[Stored items from a collection]
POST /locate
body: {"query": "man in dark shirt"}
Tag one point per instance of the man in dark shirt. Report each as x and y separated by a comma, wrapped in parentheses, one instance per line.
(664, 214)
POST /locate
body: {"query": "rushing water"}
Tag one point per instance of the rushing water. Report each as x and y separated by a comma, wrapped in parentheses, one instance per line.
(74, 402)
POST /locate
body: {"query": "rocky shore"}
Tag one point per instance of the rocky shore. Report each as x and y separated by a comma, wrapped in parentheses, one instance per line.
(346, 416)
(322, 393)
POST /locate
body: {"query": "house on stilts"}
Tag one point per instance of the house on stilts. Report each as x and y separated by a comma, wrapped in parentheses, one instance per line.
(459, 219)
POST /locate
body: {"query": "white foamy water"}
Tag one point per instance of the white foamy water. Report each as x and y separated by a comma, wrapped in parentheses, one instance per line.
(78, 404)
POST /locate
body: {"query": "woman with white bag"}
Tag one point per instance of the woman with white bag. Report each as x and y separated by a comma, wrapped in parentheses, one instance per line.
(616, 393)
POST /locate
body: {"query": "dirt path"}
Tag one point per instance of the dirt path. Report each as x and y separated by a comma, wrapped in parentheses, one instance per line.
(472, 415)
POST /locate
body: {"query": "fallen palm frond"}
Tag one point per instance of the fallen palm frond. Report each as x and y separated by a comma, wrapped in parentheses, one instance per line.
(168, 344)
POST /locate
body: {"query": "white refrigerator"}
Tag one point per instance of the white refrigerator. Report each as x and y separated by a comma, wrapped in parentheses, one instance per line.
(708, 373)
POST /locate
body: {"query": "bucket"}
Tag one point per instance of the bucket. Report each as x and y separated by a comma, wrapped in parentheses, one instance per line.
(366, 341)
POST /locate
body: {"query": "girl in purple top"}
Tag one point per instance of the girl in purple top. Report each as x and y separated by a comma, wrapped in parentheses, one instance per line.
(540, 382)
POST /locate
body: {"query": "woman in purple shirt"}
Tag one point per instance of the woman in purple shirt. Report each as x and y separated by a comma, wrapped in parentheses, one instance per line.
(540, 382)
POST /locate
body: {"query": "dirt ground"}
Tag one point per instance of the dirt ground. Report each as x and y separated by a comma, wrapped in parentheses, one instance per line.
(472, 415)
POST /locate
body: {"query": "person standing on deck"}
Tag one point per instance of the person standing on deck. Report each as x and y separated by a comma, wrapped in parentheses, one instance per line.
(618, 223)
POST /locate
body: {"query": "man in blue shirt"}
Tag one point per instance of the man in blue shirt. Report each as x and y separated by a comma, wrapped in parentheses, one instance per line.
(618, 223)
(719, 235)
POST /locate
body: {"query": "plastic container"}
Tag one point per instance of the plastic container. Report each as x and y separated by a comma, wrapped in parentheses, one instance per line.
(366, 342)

* Problem
Return all of the data word for word.

* Result below
POST /locate
body: {"query": "man in dark shirt"}
Tag one point per instance of the man in dark shirt. Report each as x and y separated by a comma, wrapped in parentheses, one instance per line.
(664, 214)
POST /locate
body: {"query": "rushing water"}
Tag one point per instance of the rushing water. Report each as x and y separated by a comma, wrapped in parentheses, one instance per line.
(74, 402)
POST /locate
body: {"query": "rocky shore"}
Tag one point per instance of the rocky shore. Report each as x and y separated by a comma, wrapped in parentheses, one instance per line.
(346, 416)
(322, 393)
POST /locate
body: {"query": "house on stilts"}
Tag one point per instance of the house on stilts. Report each as x and y separated by a comma, wrapped in parentheses, one instance per line.
(459, 219)
POST /locate
body: {"query": "white foamy water"}
Tag one point per instance of the white foamy water. Report each as x and y separated by a comma, wrapped in parentheses, one instance per line.
(78, 404)
POST /locate
body: {"query": "woman with white bag"}
Tag one point per instance of the woman with white bag. Report each as x and y separated by a comma, wrapped in parentheses, one instance per line.
(616, 393)
POST /locate
body: {"query": "dirt path"}
Tag one point per instance of the dirt path. Report each as x and y separated by a comma, wrapped in parentheses, one instance per line.
(472, 415)
POST /locate
body: {"query": "fallen palm frond"}
Tag one point per instance of the fallen palm frond. Report each as x and y separated by a comma, wrapped in parentheses, one instance per line.
(168, 344)
POST /locate
body: {"query": "white refrigerator"}
Tag one point per instance of the white refrigerator. Report each as x and y separated by a comma, wrapped in parentheses, one instance per line.
(708, 373)
POST /locate
body: {"query": "bucket"}
Tag one point per instance of the bucket. Report each as x and y separated by a comma, wrapped in parentheses, one instance per line.
(366, 341)
POST /locate
body: {"query": "girl in purple top"}
Tag one point per instance of the girl in purple top. Report each as x and y separated by a comma, wrapped in parentheses, one instance per line.
(540, 382)
POST /locate
body: {"query": "woman in purple shirt"}
Tag one point per instance of the woman in purple shirt. Report each as x and y separated by a comma, wrapped in parentheses, one instance per line.
(540, 382)
POST /locate
body: {"query": "dirt ground"}
Tag one point per instance of the dirt ground. Report each as x and y separated by a comma, wrapped in parentheses, one instance per line.
(472, 415)
POST /locate
body: {"query": "person standing on deck"}
Tag one point per instance of the person standing on deck. Report each as x and y separated by a comma, wrapped in parentheses, one instance per line.
(618, 223)
POST /locate
body: {"query": "man in blue shirt"}
Tag one point per instance of the man in blue shirt. Report each as x and y separated by a comma, wrapped in parentheses, one instance per line.
(618, 223)
(719, 235)
POST /locate
body: {"query": "plastic container"}
Tag one point per instance of the plastic container. Report each as x and y separated by a comma, wrapped in parentheses, one instance per line.
(366, 342)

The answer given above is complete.